(Exercise prompt) In the entries below, count every line containing "trunk". Reply with the number alone.

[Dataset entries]
──────────

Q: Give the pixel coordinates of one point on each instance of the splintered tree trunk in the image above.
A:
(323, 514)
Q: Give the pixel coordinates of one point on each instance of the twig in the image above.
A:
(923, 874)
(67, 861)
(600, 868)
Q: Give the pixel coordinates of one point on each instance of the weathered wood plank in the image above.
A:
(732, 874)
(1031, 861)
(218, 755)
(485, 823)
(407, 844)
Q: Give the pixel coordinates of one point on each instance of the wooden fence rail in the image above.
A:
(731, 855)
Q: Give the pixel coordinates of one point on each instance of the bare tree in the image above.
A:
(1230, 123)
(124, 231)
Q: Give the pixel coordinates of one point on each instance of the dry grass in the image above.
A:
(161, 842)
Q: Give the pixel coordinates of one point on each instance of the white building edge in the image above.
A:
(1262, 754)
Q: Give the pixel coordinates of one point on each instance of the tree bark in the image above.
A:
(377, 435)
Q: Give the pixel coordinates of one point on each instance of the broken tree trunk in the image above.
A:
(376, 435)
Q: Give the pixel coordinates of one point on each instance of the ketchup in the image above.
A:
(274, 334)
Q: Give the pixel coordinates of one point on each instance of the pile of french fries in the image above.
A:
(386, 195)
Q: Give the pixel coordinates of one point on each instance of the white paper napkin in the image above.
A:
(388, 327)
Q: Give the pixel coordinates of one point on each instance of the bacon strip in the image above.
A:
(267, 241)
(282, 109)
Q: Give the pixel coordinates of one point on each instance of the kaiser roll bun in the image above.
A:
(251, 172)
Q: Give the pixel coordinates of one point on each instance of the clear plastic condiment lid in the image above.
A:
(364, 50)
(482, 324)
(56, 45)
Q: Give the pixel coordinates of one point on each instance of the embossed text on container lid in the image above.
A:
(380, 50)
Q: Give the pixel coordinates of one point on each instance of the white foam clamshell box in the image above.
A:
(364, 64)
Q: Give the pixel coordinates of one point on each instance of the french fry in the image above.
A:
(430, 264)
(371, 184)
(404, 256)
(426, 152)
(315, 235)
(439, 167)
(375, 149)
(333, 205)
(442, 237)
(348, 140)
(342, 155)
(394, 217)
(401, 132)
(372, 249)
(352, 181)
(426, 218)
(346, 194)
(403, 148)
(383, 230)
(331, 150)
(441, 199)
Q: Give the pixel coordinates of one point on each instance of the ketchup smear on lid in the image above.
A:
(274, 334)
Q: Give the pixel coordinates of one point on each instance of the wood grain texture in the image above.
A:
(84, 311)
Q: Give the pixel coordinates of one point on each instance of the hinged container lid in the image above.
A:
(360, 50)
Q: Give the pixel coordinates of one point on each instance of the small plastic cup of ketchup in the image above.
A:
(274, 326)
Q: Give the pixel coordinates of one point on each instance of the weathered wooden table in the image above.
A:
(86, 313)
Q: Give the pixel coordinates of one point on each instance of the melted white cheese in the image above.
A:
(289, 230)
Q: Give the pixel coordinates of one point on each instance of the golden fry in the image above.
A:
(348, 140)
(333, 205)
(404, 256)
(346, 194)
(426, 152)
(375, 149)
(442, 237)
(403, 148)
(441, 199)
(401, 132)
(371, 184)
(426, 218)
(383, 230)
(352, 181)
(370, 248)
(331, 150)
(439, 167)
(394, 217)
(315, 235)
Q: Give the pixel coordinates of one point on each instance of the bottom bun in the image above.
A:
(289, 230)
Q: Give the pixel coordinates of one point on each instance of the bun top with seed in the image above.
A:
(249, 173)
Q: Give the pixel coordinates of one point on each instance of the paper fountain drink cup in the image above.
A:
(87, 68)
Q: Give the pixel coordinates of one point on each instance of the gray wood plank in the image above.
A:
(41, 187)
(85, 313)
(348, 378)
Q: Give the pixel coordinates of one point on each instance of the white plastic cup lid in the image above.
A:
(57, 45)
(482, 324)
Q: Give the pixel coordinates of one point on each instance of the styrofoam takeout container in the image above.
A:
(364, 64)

──────────

(Written solution) 2